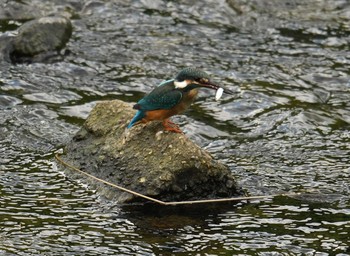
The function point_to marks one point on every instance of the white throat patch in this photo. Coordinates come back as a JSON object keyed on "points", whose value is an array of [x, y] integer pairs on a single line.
{"points": [[182, 84]]}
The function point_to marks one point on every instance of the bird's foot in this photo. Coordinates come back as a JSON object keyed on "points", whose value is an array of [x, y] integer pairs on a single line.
{"points": [[171, 127]]}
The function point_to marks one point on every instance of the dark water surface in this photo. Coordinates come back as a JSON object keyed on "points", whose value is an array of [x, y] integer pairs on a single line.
{"points": [[287, 129]]}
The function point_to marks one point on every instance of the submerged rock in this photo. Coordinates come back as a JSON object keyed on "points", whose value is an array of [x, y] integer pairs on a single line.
{"points": [[40, 38], [145, 159]]}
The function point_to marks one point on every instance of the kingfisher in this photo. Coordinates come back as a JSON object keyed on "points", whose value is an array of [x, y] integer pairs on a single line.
{"points": [[172, 97]]}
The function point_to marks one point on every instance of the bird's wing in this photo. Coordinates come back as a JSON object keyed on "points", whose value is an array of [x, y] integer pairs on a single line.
{"points": [[160, 98]]}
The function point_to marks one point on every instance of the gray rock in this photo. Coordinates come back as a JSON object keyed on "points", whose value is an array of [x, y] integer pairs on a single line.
{"points": [[42, 35], [167, 166], [5, 48]]}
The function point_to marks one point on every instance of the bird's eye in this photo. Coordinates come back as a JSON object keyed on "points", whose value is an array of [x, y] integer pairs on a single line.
{"points": [[204, 80]]}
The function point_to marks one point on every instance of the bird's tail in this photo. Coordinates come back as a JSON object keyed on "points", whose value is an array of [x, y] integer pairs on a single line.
{"points": [[138, 116]]}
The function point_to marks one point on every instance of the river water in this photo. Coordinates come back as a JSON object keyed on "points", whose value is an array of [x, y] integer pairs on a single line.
{"points": [[286, 129]]}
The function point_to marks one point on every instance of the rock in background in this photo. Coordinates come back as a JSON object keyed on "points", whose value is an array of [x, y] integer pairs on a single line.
{"points": [[163, 165], [41, 37]]}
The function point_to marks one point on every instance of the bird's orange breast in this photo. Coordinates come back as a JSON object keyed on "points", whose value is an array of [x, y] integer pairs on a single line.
{"points": [[161, 114]]}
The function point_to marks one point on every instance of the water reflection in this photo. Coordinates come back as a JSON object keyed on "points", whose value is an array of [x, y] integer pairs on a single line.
{"points": [[286, 129]]}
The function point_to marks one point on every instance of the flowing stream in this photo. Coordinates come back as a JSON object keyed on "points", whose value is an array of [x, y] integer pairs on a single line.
{"points": [[286, 129]]}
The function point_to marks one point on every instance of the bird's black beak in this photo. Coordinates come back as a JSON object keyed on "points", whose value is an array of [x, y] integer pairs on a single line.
{"points": [[213, 86]]}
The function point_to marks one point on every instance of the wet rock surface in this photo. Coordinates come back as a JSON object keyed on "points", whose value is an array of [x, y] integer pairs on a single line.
{"points": [[167, 166], [40, 38]]}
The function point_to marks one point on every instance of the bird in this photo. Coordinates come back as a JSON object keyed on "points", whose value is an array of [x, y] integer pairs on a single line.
{"points": [[172, 97]]}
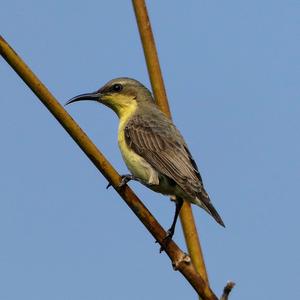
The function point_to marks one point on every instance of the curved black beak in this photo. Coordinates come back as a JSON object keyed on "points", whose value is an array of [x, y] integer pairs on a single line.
{"points": [[96, 96]]}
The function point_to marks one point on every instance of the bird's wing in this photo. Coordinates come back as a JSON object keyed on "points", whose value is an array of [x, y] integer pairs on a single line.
{"points": [[159, 142]]}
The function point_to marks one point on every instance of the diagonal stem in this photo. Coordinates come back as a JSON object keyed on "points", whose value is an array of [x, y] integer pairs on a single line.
{"points": [[180, 261], [186, 214]]}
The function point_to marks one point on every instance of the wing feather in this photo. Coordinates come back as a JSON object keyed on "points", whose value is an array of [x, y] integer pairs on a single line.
{"points": [[162, 146]]}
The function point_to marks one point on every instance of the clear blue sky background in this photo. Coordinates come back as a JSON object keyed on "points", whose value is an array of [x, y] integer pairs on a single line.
{"points": [[231, 70]]}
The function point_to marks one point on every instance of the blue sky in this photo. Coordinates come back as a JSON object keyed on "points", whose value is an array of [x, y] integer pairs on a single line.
{"points": [[231, 70]]}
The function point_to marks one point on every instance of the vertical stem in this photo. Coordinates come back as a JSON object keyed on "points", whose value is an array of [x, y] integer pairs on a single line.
{"points": [[186, 215]]}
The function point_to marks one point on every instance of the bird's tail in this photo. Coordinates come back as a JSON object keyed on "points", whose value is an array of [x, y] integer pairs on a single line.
{"points": [[206, 204]]}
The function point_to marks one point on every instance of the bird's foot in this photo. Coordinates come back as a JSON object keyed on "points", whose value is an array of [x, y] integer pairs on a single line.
{"points": [[125, 178]]}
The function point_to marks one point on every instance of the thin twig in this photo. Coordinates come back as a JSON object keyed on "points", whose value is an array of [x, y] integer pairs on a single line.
{"points": [[160, 95], [179, 259], [227, 289]]}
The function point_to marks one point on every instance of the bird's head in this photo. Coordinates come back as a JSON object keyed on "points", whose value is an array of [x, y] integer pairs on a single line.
{"points": [[119, 94]]}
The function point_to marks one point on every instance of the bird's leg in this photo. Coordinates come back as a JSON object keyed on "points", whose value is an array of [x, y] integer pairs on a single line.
{"points": [[171, 230], [125, 178]]}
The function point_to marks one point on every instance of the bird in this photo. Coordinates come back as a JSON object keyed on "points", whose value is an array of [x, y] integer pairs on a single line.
{"points": [[151, 146]]}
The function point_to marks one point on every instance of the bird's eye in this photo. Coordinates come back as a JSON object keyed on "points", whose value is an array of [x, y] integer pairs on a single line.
{"points": [[117, 87]]}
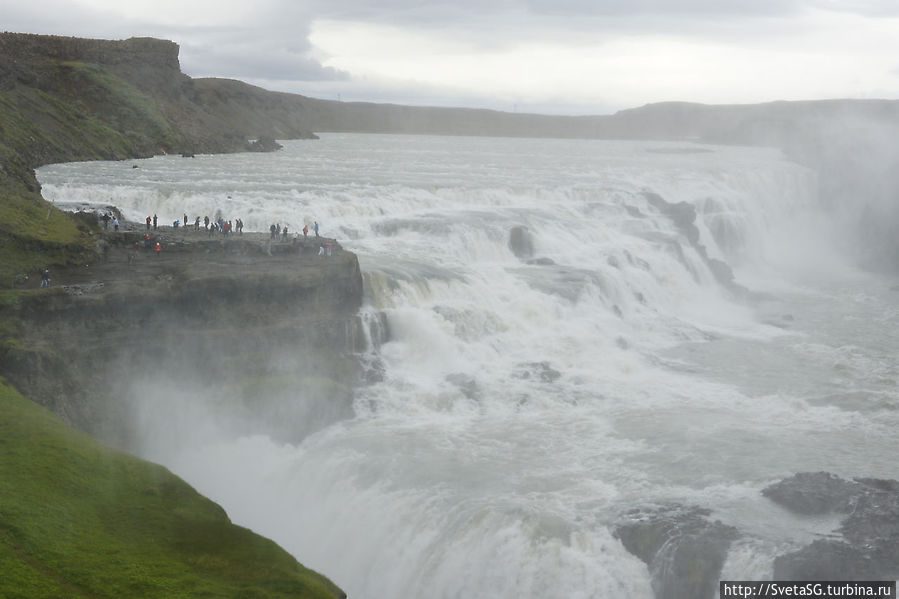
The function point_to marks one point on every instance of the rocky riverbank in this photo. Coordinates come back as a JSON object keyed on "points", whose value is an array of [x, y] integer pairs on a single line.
{"points": [[685, 548], [228, 315]]}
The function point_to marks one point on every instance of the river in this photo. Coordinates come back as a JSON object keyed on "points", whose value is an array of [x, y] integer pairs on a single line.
{"points": [[528, 401]]}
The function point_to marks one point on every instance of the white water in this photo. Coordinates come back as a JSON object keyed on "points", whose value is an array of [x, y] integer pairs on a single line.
{"points": [[464, 473]]}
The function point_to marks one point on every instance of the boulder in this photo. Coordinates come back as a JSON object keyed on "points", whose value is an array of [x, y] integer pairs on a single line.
{"points": [[869, 547], [684, 550], [521, 243]]}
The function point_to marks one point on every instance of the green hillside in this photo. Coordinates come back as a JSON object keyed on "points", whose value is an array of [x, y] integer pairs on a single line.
{"points": [[78, 519]]}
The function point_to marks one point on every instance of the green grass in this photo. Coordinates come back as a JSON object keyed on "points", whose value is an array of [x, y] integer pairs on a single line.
{"points": [[78, 519]]}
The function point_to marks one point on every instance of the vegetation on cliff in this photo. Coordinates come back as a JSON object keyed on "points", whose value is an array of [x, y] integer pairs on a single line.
{"points": [[78, 519]]}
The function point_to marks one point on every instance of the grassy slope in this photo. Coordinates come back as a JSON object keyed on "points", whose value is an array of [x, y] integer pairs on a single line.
{"points": [[72, 111], [80, 520]]}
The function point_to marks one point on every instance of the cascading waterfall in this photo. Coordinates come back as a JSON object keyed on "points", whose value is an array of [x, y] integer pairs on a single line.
{"points": [[522, 403]]}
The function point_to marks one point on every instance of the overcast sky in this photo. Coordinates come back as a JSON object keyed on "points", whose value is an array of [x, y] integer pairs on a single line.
{"points": [[547, 56]]}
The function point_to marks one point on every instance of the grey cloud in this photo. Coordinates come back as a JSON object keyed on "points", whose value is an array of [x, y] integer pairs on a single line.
{"points": [[244, 62], [662, 7], [871, 8]]}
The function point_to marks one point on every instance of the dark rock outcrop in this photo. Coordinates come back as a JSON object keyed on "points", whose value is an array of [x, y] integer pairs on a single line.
{"points": [[264, 144], [683, 215], [521, 242], [684, 550], [216, 318], [869, 548]]}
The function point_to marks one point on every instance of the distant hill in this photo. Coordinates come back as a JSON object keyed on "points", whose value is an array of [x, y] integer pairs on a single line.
{"points": [[64, 99]]}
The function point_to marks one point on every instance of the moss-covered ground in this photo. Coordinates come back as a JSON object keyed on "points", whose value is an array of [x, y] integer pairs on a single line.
{"points": [[78, 519]]}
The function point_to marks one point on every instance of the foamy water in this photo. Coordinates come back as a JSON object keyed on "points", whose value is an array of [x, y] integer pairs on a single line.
{"points": [[524, 407]]}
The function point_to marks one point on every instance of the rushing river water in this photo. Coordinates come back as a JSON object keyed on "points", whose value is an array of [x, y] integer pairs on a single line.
{"points": [[525, 406]]}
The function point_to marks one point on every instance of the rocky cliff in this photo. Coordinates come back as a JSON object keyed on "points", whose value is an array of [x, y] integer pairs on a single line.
{"points": [[271, 331]]}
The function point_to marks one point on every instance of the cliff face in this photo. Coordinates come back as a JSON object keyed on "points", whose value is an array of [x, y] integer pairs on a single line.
{"points": [[272, 337]]}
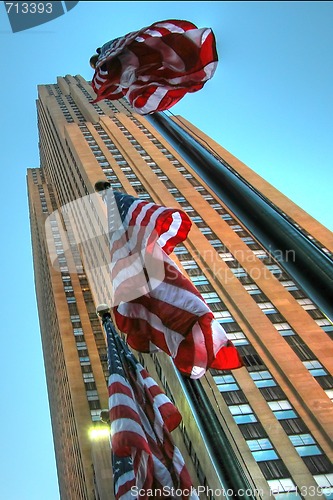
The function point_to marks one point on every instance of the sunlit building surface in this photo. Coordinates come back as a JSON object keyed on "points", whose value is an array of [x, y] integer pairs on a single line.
{"points": [[275, 415]]}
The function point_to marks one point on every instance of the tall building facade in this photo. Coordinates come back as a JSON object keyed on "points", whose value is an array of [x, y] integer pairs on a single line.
{"points": [[275, 415]]}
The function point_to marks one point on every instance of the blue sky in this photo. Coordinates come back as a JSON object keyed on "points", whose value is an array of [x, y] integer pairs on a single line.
{"points": [[270, 104]]}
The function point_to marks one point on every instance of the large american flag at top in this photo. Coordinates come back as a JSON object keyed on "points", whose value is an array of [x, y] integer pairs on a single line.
{"points": [[144, 456], [165, 311], [156, 66]]}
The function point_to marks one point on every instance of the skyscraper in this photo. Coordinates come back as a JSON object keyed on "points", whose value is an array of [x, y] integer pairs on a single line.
{"points": [[274, 417]]}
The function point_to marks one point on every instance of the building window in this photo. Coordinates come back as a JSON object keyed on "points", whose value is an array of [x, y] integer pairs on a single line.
{"points": [[315, 368], [263, 379], [225, 383], [262, 450], [283, 486], [243, 414]]}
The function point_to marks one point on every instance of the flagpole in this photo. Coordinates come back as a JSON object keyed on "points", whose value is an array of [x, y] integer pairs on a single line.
{"points": [[310, 267]]}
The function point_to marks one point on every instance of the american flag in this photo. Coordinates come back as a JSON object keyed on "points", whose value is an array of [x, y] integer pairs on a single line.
{"points": [[142, 417], [156, 66], [167, 313]]}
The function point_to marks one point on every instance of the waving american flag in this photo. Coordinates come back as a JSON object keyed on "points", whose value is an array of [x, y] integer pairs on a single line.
{"points": [[164, 311], [156, 66]]}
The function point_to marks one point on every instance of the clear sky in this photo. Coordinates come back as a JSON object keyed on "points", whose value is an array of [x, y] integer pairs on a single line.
{"points": [[269, 103]]}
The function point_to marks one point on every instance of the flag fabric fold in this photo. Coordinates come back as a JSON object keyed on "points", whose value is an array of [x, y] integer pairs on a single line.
{"points": [[144, 456], [164, 311], [156, 66]]}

^^^^

Action item = Using the entries above, restate word for word every line from the one that contains "of the building" through the last.

Task result =
The function point_to marks one point on every instance of the building window in this photo. Coordinates come back as a JSON object keyed on "points", whose value is an array of [x, y] integer pairs on a single line.
{"points": [[315, 368], [263, 379], [225, 383], [262, 450], [283, 486], [243, 414]]}
The function point_to marks one point on every instance of the flagpole in this photo. Coordinates come back as a JSON object keyed on "points", whose value is an array of [x, y] integer pairs on a single line.
{"points": [[310, 267]]}
The function point_to marks one point on every instance of the american flag in this photo. Coordinates come back as a JSON object keyed on "points", whose value is an array of [x, y] integer pairs on a single line.
{"points": [[142, 417], [156, 66], [167, 313]]}
The function point_to marks one point on every instance of the waving american flag in this photo. Coordinates come back as a JSON object keyed on "points", whose value is an array of [x, y] integer pairs on a single line.
{"points": [[164, 311], [156, 66]]}
The function point_to marks one point on every instance of the clear sky in this photo. Coordinates come back as a JSON object keyed on "points", whose value is an array of [x, y] integer pairs on a single line.
{"points": [[269, 103]]}
The function point_to marks one point on every instance of the flag fabric fold in this photo. Coordinates come back as a JSON object keyed on "points", whose value is an array of [x, y] integer pairs on a single line.
{"points": [[144, 456], [164, 311], [156, 66]]}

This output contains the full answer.